**Exercises to complete:**
1. Answer these questions from the text on loss:
(a) How old was the writer at the time of writing?
(b) To which place did the couple move from Maale Adumim?
(c) For how many years was the cousin's wife part of the Brownstein family?
2. Name every place mentioned in the text on loss.
3. Rewrite the part of the text on loss between "First, we heard" and "of a shock.", inclusive, changing "shock" to "blow".

**Page text:**
****************

To cut a long (76 years and 5 days, at the time of writing) story short, this year I completed four cycles, and that feels like some kind of milestone. I can already almost glimpse 2045, and my 95th birthday, through the haze on the horizon of the next 19 years.

As if this were not enough to lead to some reflection on the transience of life, these last few weeks have brought a heavy burden of loss.

First, we heard of the death, in a freak work accident, of someone who was a couple of years older than Bernice and myself when we were all teenagers in Hanoar Hatzioni. Even though we had not seen him for many decades, the news of his tragic death came as something of a shock.

Far more painful were the next two deaths, in our closer circle. The first was that of the husband in a couple we became friendly with when they arrived in Maale Adumim from America about a decade ago. Although we had not been in close touch since they moved to Ramat Bet Shemesh a couple of years ago, we, in common with almost all their friends, felt close to them, mainly because of the incredible warmth in which they both bathed everyone they met. The husband suffered painfully with ill health for decades, but you never heard him complaining. Indeed, you never saw him without a smile on his face, and, typically, a joke on his lips. He died far too young, defeated eventually by the disease that he had refused to let define him for so long.

Also last week, my cousin’s wife was taken by a cruel cancer that made her last months a constant struggle to maintain her wonderful spirit. ‘My cousin’s wife’ fails to convey how much a part of the Brownstein family she became almost immediately and remained, over the 52 years since she ‘married in’. Her humour, her warmth, her generosity were always her signature, and she leaves a great emptiness.

****************

**Provided data:**
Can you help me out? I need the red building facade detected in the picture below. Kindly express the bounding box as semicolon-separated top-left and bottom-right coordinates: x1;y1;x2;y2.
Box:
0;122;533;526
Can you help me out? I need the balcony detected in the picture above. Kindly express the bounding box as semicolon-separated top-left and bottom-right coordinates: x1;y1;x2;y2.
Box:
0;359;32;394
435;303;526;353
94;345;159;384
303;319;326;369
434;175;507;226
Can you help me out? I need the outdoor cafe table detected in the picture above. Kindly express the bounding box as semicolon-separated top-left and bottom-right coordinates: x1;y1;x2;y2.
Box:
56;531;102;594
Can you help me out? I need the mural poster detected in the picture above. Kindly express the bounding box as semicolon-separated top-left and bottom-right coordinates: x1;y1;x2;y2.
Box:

****************

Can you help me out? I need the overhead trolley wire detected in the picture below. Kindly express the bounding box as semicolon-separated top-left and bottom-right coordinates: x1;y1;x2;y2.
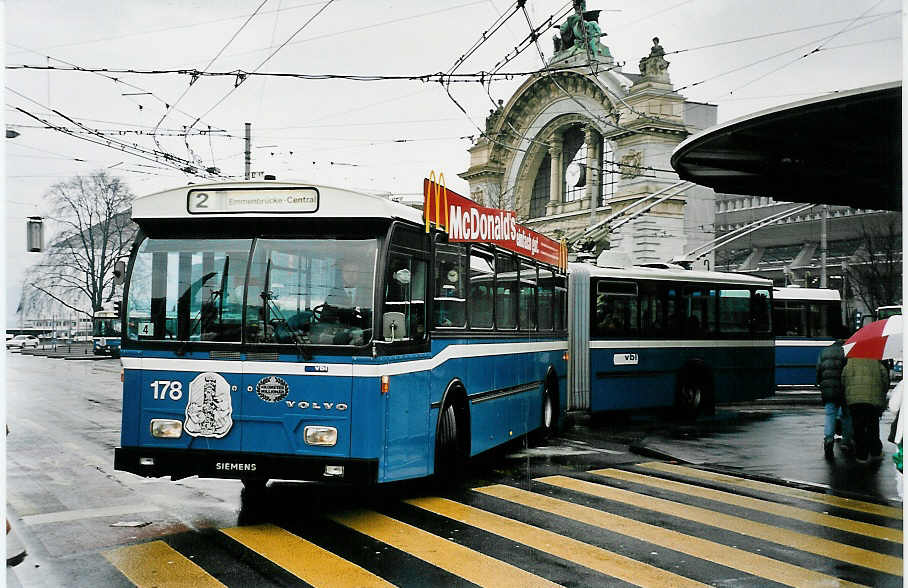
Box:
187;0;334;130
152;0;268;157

****************

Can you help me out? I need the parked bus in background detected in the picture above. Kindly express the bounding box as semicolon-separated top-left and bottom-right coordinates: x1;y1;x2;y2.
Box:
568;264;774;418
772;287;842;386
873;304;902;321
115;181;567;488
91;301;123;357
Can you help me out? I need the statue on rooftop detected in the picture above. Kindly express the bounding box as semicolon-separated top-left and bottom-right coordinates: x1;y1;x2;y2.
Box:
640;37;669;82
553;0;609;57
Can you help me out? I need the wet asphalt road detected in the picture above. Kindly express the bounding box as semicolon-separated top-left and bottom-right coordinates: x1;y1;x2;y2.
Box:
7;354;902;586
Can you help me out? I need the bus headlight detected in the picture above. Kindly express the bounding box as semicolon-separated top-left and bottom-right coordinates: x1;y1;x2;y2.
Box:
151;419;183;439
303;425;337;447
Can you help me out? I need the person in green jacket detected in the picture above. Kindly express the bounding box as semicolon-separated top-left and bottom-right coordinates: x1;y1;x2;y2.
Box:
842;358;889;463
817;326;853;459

****************

**Answers by item:**
1.
(a) 76 years and 5 days.
(b) Ramat Bet Shemesh.
(c) 52 years.

2. Maale Adumim, America, Ramat Bet Shemesh

3.
First, we heard of the death, in a freak work accident, of someone who was a couple of years older than Bernice and myself when we were all teenagers in Hanoar Hatzioni. Even though we had not seen him for many decades, the news of his tragic death came as something of a blow.